===== Tekst źródłowy =====

Memoriał Michała Kurzeji 2012

Zakończenie sezonu szybowcowego w naturalny sposób zamyka się klamrą zawodów na celność lądowania. Jak w zeszłym roku tak i w sezonie 2012 rozgrywamy te zawody jako memoriał naszego tragicznie zmarłego kolegi Michała Kurzeji. Okoliczności i data jego śmierci nakazują nam w szczególny sposób podchodzić do tego konkursu. Mówi się, że czas leczy rany. Mówi się również, że czas tylko lepiej pozwala znosić ból po stracie bliskich. My wciąż pamiętamy Michała i będziemy starali się go dalej wspominać przynajmniej poprzez te zawody…

W zawodach wzięło udział 15 osób pośród których znaleźli się instruktorzy, szybownicy, modelarze i byli członkowie naszej sekcji. W tym roku naśladując poniekąd sposób rozgrywania zawodów w EPWK na których byliśmy wcześniej z kilkoma kolegami zmieniliśmy trochę reguły. Zamiast zazwyczaj niewidocznego z kabiny po przyziemieniu pomarańczowego punktu, została wyznaczona za pomocą taśmy linia oznaczona jednocześnie na swoim skraju dobrze widocznymi drogowymi pachołkami. Zostały również wyznaczone dwie 50 metrowe strefy pomiaru również ograniczone pachołkami  dla ułatwienia pracy mierniczym.

===== Zarejestrowane dane =====

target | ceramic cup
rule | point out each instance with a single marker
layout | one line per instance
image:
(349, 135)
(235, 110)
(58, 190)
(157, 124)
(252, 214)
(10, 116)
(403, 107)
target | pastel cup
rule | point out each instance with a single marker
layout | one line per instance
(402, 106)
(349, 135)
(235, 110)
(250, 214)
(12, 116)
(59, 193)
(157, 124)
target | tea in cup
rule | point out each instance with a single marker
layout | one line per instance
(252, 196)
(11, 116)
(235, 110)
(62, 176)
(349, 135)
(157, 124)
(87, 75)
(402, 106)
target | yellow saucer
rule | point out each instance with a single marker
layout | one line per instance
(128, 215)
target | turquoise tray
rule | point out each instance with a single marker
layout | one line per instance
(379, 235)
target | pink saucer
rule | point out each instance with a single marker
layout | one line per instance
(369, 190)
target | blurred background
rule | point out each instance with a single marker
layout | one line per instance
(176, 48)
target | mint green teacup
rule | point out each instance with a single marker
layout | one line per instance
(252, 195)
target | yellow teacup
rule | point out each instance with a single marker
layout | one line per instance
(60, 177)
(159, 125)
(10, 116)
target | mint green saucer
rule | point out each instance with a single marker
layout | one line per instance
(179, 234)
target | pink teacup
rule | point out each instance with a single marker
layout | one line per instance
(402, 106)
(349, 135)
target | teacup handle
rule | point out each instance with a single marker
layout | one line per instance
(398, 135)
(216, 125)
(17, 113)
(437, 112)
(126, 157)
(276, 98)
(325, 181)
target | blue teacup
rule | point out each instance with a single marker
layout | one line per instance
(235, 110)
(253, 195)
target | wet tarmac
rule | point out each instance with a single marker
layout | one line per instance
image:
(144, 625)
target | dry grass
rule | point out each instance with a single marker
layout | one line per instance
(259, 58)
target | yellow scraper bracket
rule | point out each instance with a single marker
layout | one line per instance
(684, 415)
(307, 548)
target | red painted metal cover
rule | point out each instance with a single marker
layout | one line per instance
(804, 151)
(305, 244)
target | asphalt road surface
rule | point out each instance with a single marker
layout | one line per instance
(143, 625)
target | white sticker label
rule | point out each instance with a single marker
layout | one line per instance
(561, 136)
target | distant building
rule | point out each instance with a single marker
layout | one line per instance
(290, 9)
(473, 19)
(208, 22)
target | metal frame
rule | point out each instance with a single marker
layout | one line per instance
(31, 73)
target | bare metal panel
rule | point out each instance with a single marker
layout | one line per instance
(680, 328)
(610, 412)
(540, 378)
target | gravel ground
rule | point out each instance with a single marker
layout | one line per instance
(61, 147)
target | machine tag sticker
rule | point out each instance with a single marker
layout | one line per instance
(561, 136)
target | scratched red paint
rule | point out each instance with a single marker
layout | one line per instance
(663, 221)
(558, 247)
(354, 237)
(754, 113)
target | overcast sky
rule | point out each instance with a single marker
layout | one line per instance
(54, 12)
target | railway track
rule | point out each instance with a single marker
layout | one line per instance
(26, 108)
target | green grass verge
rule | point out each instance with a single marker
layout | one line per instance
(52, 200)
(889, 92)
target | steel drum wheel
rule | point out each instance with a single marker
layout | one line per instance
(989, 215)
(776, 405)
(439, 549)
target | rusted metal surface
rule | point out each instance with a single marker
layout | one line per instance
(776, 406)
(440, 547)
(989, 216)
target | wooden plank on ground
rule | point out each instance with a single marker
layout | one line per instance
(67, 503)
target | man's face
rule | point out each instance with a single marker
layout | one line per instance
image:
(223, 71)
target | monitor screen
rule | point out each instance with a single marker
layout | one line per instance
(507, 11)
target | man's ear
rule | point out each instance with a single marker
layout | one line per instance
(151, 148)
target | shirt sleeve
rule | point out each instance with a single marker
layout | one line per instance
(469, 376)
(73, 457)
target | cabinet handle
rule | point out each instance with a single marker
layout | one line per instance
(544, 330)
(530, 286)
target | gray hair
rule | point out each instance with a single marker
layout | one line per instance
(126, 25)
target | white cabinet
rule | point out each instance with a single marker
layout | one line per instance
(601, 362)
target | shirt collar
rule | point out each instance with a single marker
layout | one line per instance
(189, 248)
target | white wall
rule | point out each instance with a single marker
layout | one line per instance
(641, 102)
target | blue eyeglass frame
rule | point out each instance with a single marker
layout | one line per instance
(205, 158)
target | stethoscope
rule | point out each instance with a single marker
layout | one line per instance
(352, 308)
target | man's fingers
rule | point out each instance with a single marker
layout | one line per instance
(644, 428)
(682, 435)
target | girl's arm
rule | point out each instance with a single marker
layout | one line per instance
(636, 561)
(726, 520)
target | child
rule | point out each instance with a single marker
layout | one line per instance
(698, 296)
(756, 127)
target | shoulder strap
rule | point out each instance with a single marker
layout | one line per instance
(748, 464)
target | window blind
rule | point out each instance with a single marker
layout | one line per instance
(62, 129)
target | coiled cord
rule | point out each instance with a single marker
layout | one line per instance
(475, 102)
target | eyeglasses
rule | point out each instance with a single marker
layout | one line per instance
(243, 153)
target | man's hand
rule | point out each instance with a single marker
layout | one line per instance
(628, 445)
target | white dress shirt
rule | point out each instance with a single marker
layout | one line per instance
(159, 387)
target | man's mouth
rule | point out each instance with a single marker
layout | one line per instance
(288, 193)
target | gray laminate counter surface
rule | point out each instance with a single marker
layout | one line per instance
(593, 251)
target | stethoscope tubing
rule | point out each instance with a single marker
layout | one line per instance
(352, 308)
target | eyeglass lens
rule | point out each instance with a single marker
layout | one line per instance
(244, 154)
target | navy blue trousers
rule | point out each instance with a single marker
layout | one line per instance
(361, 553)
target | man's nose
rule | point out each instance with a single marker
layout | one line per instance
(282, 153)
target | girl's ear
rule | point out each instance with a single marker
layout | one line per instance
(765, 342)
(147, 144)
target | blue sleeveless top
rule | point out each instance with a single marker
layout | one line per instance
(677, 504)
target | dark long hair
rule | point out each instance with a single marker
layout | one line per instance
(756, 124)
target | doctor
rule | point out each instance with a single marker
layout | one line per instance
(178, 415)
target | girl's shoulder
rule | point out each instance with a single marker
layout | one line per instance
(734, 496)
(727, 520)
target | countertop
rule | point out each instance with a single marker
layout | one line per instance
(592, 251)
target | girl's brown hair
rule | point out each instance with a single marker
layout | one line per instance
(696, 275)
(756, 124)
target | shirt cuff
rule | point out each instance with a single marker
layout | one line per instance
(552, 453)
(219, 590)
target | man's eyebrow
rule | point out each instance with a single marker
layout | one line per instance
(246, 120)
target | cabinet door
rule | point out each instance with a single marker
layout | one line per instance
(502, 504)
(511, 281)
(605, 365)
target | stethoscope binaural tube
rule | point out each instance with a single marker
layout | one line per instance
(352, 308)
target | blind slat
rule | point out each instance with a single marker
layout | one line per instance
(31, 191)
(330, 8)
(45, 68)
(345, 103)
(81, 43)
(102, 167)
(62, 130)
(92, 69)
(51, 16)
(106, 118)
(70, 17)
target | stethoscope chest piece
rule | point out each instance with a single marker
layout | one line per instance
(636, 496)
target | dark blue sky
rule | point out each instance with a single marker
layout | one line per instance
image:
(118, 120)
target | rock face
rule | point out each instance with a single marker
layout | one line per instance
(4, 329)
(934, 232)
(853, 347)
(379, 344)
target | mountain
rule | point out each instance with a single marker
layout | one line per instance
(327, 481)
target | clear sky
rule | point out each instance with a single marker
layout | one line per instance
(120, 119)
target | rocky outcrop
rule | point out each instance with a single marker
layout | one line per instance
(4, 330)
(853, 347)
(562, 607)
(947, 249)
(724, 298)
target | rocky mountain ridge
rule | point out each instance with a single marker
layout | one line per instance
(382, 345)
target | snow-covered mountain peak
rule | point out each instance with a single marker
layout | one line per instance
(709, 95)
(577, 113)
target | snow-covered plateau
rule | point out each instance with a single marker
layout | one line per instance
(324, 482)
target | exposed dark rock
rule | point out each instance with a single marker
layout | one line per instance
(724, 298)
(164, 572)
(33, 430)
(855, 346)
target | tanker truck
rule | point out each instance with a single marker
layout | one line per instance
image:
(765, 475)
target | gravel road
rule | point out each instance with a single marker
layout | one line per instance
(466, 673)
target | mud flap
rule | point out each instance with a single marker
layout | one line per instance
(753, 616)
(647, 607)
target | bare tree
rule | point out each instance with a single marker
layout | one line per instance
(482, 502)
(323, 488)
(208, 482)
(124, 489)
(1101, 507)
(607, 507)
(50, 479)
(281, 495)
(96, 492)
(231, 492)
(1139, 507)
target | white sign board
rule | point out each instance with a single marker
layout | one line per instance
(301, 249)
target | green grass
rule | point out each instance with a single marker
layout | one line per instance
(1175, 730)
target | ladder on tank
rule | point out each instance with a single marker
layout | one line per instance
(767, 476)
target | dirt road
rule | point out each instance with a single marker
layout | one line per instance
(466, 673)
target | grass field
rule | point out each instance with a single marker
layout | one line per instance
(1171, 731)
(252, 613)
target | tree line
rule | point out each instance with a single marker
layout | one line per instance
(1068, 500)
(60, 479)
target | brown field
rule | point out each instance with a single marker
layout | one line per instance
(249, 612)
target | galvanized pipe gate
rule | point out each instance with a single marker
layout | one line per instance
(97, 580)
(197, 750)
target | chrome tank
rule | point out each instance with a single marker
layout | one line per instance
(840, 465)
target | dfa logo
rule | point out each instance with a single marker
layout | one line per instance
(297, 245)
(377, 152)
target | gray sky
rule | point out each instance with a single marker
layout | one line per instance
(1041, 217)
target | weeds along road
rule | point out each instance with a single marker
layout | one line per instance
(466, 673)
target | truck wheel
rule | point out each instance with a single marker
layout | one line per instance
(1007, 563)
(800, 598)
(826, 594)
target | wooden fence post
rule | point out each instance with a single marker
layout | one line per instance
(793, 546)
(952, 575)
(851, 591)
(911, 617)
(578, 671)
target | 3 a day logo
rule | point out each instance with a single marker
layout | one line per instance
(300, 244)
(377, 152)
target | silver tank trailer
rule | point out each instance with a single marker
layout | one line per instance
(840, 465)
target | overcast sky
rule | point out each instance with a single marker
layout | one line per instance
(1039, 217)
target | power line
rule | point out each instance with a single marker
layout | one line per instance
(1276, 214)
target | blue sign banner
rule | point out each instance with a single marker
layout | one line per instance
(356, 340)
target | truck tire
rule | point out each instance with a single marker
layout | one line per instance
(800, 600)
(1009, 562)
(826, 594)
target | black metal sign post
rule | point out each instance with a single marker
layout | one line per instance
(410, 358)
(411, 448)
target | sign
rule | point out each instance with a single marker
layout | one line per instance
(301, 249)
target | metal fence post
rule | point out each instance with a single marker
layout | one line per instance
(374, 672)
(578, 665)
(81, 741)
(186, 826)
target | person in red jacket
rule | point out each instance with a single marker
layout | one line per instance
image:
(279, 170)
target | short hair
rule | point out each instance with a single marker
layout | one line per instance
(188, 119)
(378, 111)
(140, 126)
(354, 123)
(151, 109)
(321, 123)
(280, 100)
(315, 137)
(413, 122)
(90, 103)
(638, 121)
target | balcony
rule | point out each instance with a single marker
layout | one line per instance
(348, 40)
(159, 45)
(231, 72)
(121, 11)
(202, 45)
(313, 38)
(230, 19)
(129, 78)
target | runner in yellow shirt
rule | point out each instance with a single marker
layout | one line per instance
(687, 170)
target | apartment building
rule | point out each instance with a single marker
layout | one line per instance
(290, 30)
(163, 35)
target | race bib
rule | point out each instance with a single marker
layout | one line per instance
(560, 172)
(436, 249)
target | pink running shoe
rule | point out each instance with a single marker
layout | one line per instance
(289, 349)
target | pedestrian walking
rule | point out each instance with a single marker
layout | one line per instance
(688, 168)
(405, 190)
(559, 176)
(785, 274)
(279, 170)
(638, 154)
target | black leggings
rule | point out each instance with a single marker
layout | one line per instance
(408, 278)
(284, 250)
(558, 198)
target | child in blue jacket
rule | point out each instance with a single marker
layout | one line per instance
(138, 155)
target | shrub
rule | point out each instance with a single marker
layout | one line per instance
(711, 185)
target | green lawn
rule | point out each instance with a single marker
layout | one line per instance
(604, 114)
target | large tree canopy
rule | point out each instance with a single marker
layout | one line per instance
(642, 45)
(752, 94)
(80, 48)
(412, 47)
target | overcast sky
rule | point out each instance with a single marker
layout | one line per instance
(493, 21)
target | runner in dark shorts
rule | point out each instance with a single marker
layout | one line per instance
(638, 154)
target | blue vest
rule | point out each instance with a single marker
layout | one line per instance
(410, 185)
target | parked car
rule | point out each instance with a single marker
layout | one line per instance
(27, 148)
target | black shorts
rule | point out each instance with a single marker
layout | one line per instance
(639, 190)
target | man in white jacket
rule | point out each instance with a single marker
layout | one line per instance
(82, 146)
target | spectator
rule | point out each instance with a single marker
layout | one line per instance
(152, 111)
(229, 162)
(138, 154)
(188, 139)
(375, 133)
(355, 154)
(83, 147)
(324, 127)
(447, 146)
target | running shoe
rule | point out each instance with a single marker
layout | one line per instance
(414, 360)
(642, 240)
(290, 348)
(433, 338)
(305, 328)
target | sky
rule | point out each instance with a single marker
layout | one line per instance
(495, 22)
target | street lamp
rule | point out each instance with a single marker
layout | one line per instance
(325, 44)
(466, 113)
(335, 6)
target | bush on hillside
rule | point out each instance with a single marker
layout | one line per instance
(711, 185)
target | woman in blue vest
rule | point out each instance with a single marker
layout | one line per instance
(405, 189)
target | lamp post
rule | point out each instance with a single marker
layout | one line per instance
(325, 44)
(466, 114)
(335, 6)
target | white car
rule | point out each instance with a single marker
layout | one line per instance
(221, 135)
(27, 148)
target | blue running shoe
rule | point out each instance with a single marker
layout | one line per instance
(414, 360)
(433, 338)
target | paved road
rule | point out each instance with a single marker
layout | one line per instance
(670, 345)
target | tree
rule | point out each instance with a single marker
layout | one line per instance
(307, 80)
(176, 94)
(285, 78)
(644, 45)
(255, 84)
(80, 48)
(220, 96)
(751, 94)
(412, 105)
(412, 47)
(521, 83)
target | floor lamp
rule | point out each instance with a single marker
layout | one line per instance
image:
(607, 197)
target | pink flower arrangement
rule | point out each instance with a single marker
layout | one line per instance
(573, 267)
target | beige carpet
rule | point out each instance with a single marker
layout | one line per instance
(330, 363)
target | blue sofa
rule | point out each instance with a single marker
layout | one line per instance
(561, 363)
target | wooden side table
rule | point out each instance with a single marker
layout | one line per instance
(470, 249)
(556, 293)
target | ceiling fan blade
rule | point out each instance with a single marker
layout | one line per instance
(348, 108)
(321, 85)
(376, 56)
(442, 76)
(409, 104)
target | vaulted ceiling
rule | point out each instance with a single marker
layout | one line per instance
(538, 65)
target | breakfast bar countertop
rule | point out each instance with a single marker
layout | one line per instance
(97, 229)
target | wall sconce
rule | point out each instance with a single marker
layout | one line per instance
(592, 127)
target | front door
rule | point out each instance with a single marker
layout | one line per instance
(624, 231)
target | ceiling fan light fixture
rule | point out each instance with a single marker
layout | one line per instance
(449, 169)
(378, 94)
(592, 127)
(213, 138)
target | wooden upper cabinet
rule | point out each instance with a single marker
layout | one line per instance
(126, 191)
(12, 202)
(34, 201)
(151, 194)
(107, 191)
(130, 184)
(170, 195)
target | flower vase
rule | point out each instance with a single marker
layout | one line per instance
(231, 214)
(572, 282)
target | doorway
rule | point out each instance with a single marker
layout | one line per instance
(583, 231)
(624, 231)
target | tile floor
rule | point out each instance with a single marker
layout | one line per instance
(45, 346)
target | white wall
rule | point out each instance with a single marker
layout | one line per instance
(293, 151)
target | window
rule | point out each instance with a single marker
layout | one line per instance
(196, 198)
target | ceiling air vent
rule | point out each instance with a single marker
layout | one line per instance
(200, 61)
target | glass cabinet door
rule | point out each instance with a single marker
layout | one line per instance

=====

Twoje zadanie »
Ile osób wzięło udział w zawodach opisanych w tekście o Memoriale Michała Kurzeji 2012?

Rozwiązanie »
W zawodach wzięło udział 15 osób.